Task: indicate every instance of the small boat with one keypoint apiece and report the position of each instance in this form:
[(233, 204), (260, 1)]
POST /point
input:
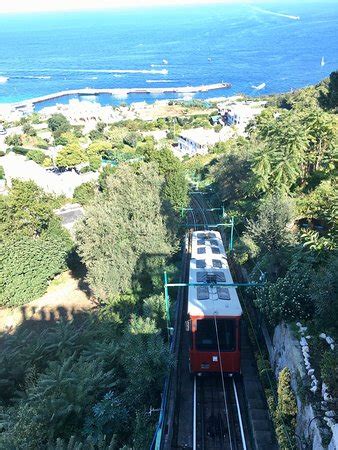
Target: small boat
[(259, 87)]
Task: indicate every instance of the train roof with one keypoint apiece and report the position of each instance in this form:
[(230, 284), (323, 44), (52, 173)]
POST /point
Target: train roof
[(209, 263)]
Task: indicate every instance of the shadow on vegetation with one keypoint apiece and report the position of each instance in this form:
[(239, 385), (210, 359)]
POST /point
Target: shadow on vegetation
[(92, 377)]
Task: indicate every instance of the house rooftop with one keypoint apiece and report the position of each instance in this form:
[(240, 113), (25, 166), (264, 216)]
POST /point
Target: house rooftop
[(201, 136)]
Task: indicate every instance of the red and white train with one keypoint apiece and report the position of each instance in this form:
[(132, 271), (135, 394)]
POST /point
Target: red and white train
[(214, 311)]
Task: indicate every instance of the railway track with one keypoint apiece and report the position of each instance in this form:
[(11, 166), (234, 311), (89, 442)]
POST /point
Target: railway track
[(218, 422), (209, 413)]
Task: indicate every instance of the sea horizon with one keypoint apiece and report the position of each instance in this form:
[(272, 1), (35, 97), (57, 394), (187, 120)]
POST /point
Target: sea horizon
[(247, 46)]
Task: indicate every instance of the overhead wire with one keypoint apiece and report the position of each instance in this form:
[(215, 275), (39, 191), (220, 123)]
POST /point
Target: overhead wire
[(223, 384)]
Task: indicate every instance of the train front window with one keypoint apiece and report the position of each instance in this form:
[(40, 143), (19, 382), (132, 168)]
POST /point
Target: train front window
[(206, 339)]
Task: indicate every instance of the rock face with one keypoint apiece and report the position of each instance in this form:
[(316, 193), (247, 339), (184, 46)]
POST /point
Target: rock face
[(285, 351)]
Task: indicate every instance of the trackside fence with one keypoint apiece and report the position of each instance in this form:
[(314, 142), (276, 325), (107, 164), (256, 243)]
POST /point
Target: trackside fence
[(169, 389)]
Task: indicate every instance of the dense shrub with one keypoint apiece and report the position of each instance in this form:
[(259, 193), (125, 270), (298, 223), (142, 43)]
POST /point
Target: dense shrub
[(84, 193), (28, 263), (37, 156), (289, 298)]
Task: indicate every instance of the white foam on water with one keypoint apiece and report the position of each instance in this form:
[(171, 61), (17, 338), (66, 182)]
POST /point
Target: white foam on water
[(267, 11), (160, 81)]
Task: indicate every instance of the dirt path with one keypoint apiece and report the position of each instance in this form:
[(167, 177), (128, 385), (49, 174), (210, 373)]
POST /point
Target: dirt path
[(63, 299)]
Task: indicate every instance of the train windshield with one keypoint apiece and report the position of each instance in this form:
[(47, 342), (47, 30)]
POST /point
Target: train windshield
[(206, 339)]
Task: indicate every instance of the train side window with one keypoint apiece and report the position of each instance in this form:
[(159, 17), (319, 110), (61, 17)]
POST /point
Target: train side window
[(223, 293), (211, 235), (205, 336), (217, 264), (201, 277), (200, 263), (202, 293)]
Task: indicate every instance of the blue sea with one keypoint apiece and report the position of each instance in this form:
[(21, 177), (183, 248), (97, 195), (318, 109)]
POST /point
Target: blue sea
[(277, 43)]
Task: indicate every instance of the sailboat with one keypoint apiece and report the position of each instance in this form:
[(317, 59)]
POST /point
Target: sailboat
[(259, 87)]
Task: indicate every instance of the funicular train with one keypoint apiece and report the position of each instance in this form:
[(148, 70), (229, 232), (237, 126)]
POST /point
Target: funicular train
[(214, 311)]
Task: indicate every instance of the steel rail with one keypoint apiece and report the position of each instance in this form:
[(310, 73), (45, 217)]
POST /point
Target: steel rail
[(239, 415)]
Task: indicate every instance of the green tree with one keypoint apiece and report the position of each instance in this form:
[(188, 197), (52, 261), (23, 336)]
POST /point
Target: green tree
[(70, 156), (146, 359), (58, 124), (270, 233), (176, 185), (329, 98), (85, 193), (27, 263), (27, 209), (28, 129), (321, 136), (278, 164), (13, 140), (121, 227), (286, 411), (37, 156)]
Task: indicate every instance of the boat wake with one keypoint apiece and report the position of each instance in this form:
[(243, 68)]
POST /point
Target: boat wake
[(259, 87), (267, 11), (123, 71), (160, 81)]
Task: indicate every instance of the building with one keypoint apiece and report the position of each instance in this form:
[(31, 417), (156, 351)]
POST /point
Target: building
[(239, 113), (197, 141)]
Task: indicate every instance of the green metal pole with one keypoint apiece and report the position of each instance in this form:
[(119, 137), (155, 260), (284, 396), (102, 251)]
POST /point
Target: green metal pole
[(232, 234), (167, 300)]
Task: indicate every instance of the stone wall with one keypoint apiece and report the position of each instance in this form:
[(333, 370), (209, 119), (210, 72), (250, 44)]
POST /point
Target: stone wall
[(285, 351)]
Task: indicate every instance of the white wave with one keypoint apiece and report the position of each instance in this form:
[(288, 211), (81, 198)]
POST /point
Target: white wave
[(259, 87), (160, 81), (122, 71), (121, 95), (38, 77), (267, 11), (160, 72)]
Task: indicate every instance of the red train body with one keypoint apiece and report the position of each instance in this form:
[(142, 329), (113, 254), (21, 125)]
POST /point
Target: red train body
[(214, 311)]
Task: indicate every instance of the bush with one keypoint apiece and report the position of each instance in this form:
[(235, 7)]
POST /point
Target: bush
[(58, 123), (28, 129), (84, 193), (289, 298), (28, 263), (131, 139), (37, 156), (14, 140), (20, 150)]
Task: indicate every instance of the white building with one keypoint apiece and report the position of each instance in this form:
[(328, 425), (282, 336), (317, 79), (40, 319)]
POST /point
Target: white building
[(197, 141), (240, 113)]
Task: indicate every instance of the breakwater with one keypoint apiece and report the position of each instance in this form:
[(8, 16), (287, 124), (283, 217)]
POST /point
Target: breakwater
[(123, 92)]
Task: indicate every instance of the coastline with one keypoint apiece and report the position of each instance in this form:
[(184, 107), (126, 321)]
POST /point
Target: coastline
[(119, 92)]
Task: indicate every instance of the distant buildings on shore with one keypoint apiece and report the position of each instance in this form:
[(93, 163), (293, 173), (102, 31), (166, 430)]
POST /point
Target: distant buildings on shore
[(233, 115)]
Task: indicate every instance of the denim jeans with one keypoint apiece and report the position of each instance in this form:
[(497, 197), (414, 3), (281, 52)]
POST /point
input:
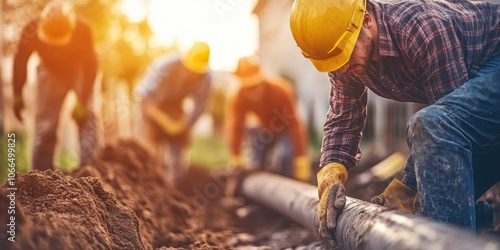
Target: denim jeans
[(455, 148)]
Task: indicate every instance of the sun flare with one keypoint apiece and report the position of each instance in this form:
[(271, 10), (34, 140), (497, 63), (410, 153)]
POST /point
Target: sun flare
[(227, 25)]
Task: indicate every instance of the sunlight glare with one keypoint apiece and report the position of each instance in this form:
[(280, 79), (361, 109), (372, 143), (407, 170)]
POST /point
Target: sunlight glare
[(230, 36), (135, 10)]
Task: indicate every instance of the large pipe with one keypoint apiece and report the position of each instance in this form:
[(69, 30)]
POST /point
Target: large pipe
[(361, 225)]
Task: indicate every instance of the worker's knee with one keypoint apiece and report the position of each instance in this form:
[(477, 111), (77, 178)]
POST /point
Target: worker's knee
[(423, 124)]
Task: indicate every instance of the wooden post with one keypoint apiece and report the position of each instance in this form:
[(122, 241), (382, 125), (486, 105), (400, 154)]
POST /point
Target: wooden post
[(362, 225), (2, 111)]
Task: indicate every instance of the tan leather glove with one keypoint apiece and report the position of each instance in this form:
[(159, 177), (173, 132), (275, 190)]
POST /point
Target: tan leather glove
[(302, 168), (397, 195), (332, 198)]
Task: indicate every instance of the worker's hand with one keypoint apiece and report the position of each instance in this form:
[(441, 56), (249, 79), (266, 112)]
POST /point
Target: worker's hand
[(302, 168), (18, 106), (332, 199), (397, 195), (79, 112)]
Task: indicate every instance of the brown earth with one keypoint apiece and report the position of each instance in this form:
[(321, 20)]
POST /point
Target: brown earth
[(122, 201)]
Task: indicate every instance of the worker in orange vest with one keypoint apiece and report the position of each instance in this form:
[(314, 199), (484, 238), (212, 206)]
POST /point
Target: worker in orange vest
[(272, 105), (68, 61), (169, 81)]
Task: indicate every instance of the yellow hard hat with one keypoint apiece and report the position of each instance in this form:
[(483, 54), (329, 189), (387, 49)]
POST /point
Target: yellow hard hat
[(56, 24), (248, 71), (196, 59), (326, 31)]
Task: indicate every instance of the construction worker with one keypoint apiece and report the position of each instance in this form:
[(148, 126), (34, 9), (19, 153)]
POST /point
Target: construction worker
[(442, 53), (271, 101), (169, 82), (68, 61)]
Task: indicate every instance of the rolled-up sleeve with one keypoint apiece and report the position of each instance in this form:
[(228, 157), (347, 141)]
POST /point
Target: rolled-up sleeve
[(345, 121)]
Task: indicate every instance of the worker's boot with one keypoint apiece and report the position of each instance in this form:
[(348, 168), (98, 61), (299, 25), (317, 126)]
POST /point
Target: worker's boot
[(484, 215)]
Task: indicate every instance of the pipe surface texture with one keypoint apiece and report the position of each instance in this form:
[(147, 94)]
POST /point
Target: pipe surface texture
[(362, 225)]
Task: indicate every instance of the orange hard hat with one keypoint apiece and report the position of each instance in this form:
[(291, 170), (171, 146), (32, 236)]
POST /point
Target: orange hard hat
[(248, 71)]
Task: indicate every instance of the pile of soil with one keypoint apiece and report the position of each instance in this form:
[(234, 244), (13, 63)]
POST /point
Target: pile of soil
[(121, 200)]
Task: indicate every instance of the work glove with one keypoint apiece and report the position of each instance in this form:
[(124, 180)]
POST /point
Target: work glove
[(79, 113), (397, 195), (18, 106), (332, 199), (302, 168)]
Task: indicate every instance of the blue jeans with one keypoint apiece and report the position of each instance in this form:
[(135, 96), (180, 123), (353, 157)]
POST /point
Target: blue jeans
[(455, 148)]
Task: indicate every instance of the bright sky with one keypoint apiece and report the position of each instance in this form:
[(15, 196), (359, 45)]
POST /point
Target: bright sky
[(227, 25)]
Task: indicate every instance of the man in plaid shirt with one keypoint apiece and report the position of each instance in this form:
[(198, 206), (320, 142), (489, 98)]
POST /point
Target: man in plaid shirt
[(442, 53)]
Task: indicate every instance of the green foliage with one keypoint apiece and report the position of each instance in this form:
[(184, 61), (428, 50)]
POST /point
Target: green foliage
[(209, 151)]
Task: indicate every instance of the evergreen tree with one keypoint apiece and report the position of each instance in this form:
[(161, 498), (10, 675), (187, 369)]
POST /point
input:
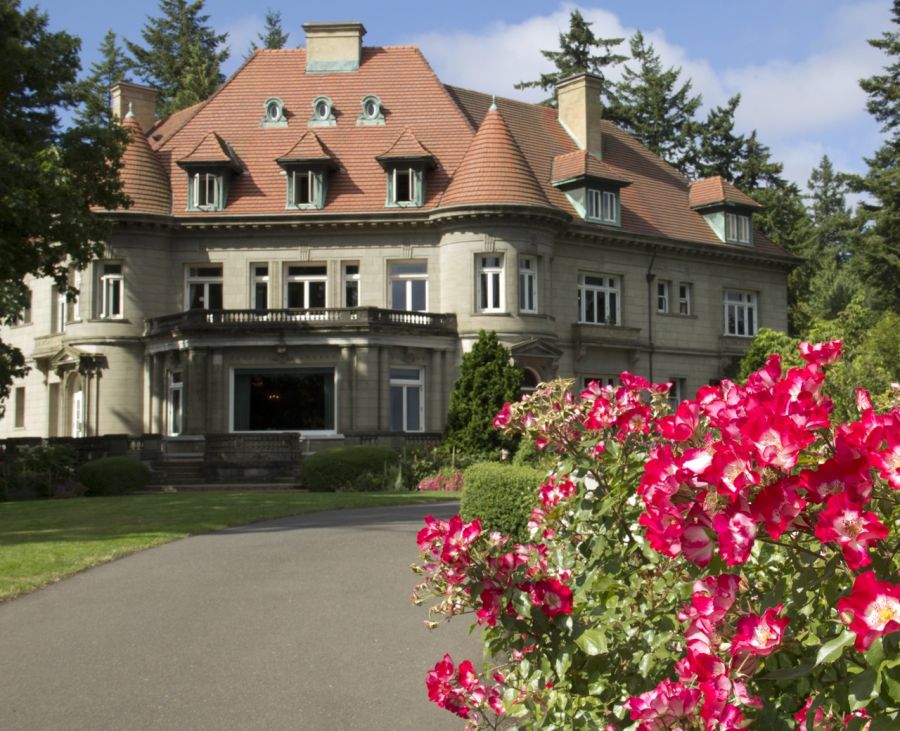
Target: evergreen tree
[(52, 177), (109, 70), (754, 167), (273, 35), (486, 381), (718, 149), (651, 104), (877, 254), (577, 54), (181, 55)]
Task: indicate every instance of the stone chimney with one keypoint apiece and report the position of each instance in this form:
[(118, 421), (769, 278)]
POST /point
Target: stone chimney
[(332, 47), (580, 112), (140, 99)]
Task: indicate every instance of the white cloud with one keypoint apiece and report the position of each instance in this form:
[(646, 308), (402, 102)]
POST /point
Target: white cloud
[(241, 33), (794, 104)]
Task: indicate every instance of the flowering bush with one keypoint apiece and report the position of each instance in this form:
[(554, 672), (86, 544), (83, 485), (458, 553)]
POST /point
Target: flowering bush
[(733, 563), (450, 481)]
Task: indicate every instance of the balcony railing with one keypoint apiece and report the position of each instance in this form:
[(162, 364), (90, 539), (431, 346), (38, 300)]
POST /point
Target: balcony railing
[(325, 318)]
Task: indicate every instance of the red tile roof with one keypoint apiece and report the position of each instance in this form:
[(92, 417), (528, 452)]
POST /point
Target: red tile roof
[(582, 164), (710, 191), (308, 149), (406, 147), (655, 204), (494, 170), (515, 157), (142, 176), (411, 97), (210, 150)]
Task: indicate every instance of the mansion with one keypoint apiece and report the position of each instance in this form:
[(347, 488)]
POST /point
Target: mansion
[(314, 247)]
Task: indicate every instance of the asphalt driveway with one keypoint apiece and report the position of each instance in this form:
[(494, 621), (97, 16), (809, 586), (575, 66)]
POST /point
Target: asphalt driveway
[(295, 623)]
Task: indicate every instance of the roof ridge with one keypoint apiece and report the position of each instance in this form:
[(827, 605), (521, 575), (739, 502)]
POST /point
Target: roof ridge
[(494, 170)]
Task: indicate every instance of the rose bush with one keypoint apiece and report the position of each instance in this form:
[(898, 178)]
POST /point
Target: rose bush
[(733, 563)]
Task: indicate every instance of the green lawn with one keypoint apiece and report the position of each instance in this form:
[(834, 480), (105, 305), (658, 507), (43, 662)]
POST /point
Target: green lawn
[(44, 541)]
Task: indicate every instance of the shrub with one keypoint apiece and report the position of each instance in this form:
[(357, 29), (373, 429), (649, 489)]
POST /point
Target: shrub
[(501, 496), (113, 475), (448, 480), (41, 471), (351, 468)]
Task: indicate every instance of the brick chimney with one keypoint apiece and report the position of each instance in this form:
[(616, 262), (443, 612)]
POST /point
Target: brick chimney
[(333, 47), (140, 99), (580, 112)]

-=-=-=-=-

▶ STATED EXERCISE
Write out again everything from the first line through the line containing "[(209, 263)]", requests included, with every answer coordinate offset by 134 and the pictures left out. The coordinates in the format samples stay unchanged.

▶ SOLVED EXERCISE
Task: indicate every instance of the small boat with one keypoint apiece and report the position of each instance in this form:
[(233, 204), (260, 1)]
POST /point
input:
Target: small boat
[(393, 221)]
Task: indicate every instance of the train roof with one keypoint apiece and report the position of each instance in this form:
[(230, 284), (323, 44), (52, 173)]
POST /point
Target: train roof
[(343, 397)]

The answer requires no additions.